* **Your objective**
Please arrange everything in the records below, from the line containing "Objective — one dot per instance of the shadow" down to the line containing "[[235, 33]]", both included, as a Markdown table with the columns Row and Text, where Row numbers each line and Text holds it. Include only those lines, and leave out blank lines and the pictures.

* **Entries provided**
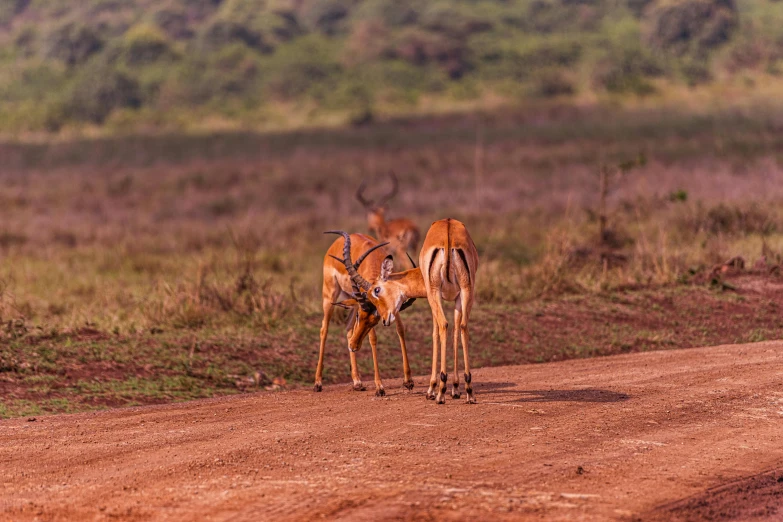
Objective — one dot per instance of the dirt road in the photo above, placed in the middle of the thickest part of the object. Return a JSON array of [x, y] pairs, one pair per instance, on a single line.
[[667, 435]]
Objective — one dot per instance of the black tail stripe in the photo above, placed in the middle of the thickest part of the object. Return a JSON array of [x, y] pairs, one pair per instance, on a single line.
[[465, 262], [432, 260]]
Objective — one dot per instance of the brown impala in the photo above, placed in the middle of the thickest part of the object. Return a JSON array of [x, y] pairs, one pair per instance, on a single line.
[[447, 270], [402, 233], [345, 285]]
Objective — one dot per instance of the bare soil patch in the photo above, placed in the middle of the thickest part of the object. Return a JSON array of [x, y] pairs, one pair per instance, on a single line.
[[614, 438]]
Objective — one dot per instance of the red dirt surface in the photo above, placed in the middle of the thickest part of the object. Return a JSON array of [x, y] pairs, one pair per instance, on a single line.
[[670, 435]]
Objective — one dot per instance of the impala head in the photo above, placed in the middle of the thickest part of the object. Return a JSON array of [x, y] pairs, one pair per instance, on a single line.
[[387, 294], [376, 209], [367, 314]]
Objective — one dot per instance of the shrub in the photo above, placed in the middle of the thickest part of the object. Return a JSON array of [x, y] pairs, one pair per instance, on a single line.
[[174, 21], [420, 47], [299, 66], [220, 33], [393, 14], [691, 26], [72, 43], [144, 44], [550, 83], [326, 16], [99, 90]]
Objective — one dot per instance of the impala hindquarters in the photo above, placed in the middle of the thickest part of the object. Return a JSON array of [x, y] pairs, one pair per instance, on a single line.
[[448, 263]]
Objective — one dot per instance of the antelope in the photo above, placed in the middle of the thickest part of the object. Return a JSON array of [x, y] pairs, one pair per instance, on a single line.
[[402, 233], [448, 262], [345, 285]]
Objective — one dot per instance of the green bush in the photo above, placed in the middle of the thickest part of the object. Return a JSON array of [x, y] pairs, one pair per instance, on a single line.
[[295, 69], [220, 33], [99, 90], [145, 44], [691, 26], [72, 43]]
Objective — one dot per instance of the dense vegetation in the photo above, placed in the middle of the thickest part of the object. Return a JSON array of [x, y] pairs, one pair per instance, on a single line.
[[185, 64]]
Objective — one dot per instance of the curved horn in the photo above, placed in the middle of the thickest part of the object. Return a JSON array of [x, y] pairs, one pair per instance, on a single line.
[[360, 195], [370, 251], [357, 279], [395, 186]]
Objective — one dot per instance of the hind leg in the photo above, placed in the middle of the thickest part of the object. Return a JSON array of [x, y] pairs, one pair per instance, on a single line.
[[328, 310], [467, 303], [442, 326], [406, 369], [457, 322], [379, 391]]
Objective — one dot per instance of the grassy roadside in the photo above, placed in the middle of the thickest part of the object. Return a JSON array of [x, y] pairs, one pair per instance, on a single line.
[[84, 369], [149, 269]]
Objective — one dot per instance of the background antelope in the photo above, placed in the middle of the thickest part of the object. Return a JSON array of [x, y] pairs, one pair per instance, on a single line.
[[402, 234], [345, 284], [448, 262]]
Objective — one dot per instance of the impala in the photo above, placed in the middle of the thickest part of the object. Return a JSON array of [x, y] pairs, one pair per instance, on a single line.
[[448, 262], [344, 286], [402, 234]]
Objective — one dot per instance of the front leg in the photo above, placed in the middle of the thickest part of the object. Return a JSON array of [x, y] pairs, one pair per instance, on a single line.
[[406, 369], [379, 391], [357, 381]]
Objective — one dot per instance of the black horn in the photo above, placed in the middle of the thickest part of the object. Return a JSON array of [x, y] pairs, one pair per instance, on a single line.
[[352, 268]]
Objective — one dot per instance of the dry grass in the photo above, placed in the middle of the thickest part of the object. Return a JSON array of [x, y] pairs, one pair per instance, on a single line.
[[162, 241], [206, 265]]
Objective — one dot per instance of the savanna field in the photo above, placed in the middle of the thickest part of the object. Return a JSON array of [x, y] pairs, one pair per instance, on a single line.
[[143, 270]]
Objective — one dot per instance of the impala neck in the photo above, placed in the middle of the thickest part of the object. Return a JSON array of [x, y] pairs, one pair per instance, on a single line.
[[412, 283]]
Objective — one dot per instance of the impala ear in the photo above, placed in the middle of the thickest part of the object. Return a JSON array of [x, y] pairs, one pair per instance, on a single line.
[[387, 267]]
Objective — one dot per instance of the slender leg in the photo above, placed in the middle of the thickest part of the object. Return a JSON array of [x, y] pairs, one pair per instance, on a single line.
[[379, 391], [457, 323], [435, 345], [357, 381], [442, 326], [467, 304], [406, 369], [328, 309]]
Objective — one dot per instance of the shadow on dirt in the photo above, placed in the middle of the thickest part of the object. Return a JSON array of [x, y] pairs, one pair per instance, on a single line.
[[587, 395]]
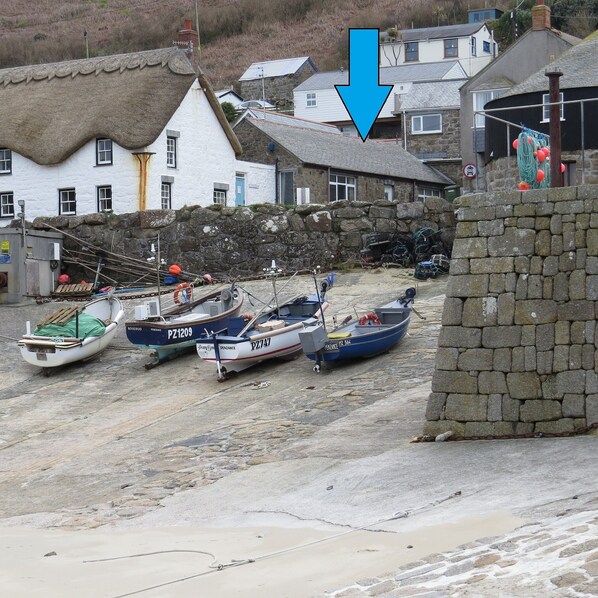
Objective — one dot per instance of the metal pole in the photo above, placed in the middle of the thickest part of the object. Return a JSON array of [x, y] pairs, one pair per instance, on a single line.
[[556, 176]]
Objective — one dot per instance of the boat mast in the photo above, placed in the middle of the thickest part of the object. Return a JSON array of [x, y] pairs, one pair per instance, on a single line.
[[273, 271]]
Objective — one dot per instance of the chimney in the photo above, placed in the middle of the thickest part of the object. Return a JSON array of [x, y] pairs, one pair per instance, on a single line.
[[188, 40], [540, 16]]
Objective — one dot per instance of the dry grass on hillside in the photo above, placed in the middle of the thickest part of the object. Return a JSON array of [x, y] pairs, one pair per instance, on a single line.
[[235, 33]]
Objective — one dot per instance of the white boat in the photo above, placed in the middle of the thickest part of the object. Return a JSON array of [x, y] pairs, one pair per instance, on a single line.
[[72, 333]]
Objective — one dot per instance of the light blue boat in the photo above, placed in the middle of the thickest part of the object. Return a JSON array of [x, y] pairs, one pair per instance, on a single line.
[[374, 333]]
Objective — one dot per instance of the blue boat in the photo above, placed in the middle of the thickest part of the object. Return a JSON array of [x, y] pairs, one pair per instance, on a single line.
[[174, 331], [374, 333]]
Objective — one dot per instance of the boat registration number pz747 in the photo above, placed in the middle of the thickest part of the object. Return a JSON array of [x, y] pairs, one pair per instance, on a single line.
[[263, 342], [179, 333]]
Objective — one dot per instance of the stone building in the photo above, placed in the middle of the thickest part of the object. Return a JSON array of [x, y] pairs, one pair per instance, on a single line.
[[315, 163], [274, 80], [528, 103]]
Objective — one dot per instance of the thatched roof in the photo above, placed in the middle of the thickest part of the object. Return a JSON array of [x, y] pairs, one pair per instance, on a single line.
[[48, 111]]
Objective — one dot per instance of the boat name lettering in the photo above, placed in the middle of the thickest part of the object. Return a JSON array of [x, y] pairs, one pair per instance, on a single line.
[[335, 346], [177, 333], [263, 342]]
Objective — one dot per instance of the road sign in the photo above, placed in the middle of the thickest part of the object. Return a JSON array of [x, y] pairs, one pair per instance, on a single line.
[[470, 171]]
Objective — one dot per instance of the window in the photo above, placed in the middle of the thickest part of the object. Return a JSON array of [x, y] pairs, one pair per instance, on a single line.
[[451, 48], [286, 182], [426, 123], [342, 187], [424, 192], [104, 194], [7, 204], [67, 202], [411, 51], [546, 107], [166, 196], [171, 152], [103, 152], [480, 99], [219, 197]]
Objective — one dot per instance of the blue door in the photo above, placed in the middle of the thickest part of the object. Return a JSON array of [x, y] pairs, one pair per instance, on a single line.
[[240, 190]]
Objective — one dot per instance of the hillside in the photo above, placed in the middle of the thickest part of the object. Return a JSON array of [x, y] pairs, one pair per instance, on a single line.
[[234, 33]]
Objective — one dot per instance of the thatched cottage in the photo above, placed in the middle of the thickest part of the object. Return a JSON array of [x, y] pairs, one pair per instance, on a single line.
[[117, 133]]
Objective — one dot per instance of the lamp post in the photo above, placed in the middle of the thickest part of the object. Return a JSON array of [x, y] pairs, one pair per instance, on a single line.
[[21, 215]]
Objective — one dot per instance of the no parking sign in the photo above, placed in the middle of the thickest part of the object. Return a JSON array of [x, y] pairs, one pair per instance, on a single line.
[[470, 171]]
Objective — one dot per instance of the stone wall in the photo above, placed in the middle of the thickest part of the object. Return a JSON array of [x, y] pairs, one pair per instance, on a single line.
[[518, 348], [242, 241]]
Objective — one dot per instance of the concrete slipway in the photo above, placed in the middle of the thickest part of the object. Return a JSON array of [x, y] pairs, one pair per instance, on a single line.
[[117, 481]]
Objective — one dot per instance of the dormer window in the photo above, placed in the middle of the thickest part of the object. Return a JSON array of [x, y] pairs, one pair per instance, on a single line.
[[103, 152], [5, 161]]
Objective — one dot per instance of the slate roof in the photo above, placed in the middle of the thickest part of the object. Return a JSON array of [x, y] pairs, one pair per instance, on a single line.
[[579, 66], [348, 153], [286, 119], [388, 75], [275, 68], [443, 32], [48, 111], [433, 94]]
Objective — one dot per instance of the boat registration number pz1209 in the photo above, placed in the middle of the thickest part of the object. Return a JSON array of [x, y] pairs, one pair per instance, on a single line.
[[263, 342], [179, 333]]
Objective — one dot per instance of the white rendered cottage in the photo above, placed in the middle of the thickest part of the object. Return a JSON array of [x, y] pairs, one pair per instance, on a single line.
[[117, 133]]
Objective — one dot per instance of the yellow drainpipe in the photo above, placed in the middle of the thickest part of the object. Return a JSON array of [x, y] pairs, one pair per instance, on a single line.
[[142, 160]]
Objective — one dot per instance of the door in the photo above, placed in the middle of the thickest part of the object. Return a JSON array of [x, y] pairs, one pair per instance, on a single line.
[[240, 190]]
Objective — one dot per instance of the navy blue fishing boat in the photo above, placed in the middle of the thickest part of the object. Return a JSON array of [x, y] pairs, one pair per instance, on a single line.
[[374, 333], [173, 331]]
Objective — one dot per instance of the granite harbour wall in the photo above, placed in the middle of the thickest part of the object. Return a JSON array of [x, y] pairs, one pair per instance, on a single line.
[[518, 347]]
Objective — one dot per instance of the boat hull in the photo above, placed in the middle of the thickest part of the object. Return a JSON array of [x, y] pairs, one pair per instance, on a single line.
[[49, 352], [174, 333], [372, 335], [237, 353]]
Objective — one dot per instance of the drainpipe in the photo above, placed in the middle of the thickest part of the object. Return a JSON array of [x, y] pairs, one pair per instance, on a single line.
[[142, 160], [556, 176]]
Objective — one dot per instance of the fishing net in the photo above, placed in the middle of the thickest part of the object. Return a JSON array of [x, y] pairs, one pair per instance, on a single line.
[[533, 159]]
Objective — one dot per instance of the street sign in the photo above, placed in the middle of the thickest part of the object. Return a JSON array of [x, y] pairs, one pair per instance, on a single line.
[[470, 171]]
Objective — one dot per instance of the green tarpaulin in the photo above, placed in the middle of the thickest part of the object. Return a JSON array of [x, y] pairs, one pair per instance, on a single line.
[[88, 326]]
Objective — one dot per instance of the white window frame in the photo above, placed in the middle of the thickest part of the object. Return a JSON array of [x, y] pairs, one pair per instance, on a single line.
[[67, 201], [425, 192], [479, 120], [171, 151], [5, 161], [342, 185], [166, 196], [451, 47], [219, 197], [389, 192], [103, 151], [546, 107], [419, 127], [410, 49], [7, 204], [104, 196], [283, 183]]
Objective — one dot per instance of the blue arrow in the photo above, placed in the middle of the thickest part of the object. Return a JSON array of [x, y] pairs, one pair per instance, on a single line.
[[363, 97]]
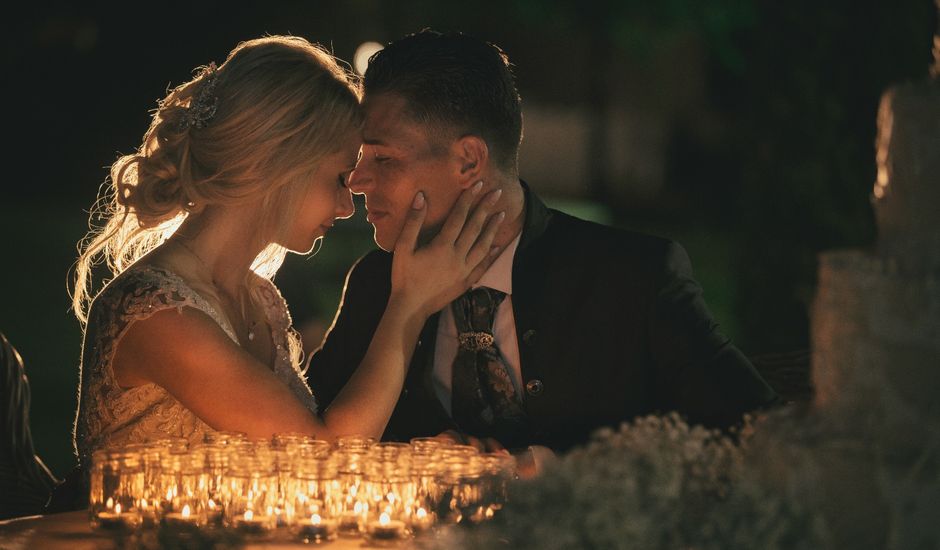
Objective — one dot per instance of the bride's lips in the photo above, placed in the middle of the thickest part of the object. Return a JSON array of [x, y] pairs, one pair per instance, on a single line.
[[375, 215]]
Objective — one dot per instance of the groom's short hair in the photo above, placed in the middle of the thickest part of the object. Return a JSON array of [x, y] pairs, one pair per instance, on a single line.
[[456, 83]]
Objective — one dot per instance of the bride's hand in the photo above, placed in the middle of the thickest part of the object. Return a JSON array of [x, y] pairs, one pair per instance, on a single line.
[[430, 277]]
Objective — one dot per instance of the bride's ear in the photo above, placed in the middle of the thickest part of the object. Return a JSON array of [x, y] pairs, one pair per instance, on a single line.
[[472, 157]]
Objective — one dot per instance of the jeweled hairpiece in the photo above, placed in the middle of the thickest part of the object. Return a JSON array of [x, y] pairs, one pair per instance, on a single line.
[[204, 102]]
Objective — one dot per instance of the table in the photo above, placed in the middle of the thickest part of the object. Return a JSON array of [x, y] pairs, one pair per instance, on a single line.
[[72, 531]]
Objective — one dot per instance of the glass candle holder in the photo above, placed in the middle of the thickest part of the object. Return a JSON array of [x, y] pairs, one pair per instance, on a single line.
[[428, 445], [252, 486], [314, 489], [283, 462], [498, 469], [216, 468], [151, 498], [185, 482], [422, 510], [314, 447], [355, 442], [224, 437], [389, 492], [117, 484], [462, 486], [350, 501]]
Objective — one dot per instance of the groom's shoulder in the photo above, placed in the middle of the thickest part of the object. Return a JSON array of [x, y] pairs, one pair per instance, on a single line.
[[590, 238]]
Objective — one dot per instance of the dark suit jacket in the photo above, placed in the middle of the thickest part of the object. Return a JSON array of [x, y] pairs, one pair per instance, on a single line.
[[611, 325]]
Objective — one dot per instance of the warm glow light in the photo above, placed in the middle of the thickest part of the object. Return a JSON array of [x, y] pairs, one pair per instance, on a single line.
[[362, 55]]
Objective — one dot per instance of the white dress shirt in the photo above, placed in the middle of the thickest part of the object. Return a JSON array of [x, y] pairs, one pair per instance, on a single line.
[[497, 277]]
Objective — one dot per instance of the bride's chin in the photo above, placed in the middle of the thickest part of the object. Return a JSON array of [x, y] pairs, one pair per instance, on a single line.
[[309, 248]]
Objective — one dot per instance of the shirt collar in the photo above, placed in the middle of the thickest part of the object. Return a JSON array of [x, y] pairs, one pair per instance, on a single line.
[[499, 274]]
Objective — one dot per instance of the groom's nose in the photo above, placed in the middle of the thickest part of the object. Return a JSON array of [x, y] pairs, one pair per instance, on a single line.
[[360, 181]]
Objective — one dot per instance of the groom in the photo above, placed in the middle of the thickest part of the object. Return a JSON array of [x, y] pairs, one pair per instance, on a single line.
[[574, 326]]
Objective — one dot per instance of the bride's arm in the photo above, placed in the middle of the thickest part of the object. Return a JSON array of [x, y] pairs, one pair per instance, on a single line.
[[189, 355], [423, 282]]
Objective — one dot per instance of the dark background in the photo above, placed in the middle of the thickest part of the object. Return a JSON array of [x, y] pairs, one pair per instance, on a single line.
[[768, 163]]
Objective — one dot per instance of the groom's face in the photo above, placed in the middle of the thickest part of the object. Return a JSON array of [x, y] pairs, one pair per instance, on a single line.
[[399, 158]]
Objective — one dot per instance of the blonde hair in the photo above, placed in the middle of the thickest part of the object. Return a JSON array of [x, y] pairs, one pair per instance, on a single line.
[[283, 104]]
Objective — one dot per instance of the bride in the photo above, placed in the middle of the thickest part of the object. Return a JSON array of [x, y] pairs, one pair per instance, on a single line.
[[243, 163]]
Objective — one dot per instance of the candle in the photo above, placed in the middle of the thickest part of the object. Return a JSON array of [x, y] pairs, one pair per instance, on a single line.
[[181, 521], [349, 520], [251, 524], [114, 519], [421, 520], [316, 529], [213, 513], [385, 530]]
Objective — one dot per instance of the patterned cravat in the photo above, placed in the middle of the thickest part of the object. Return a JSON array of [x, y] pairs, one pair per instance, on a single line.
[[484, 401]]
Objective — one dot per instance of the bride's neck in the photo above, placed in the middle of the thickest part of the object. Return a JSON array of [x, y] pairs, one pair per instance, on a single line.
[[224, 243]]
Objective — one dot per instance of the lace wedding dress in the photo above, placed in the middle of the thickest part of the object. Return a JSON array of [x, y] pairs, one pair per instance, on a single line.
[[111, 415]]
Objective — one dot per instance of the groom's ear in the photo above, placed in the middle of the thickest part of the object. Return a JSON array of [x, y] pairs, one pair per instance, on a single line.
[[472, 157]]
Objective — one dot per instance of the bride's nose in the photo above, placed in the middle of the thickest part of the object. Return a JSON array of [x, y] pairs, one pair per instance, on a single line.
[[344, 205]]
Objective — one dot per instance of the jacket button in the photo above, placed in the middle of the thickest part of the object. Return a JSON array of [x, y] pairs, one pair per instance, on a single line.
[[534, 387], [529, 337]]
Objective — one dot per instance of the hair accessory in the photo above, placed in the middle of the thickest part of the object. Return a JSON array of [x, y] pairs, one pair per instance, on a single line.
[[204, 102]]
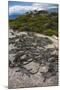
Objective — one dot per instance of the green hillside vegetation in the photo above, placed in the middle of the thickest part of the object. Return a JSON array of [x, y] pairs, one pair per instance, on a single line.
[[36, 21]]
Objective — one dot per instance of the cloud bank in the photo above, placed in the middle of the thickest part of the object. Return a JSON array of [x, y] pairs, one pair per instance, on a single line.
[[35, 6]]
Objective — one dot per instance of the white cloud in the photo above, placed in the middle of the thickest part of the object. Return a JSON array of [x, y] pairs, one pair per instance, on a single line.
[[34, 6]]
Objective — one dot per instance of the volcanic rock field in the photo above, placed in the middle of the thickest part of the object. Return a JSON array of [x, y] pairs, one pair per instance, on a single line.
[[33, 60]]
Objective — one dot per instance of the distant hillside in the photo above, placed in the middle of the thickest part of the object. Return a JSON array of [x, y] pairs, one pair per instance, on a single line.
[[36, 21]]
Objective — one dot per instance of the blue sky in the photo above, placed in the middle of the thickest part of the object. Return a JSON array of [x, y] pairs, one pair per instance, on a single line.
[[16, 7]]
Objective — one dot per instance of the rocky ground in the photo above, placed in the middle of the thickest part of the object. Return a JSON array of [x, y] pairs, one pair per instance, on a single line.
[[33, 60]]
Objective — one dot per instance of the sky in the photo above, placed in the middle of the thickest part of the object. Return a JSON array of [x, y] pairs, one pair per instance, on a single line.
[[16, 7]]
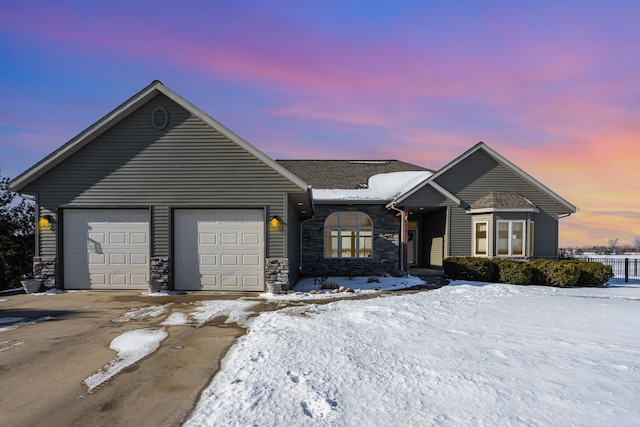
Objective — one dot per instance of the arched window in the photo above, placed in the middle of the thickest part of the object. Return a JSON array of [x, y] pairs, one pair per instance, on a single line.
[[348, 235]]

* **Output for this exercise**
| Row | Text |
|---|---|
| 1 | Objective — one dot per instance of the shadow on dirt in the photo above, placed in the middle of the thickest part of the object. Return a JSON array of [x, y] pairs, one pair per instance, on a single line. |
| 2 | [[587, 395]] |
| 3 | Objective — one dot per instance of the metal pole in the photo above, placed in the middle of the thickest part of the object. Return a JSON array of [x, y] pairs, one pair per instance, on a single line. |
| 4 | [[556, 176]] |
| 5 | Objective — one dot per instance of the boat mast in the photo above, placed in the middle of the thickest part of the object. Return a JSON array of [x, y] pairs, one pair per instance, on a single line. |
| 6 | [[273, 271]] |
| 7 | Objective — one dot per instance of the chimney in the photo above, placed in the middle of the thickest part of the object. Return a JSON array of [x, y] pairs, one pair per instance, on a single line. |
| 8 | [[188, 40], [540, 16]] |
| 9 | Objective — one dot per instance of the dry grass on hillside in the photo above, placed in the middle of the thickest part of the object. Return a JSON array of [x, y] pairs, one pair per instance, on a single line. |
| 10 | [[235, 33]] |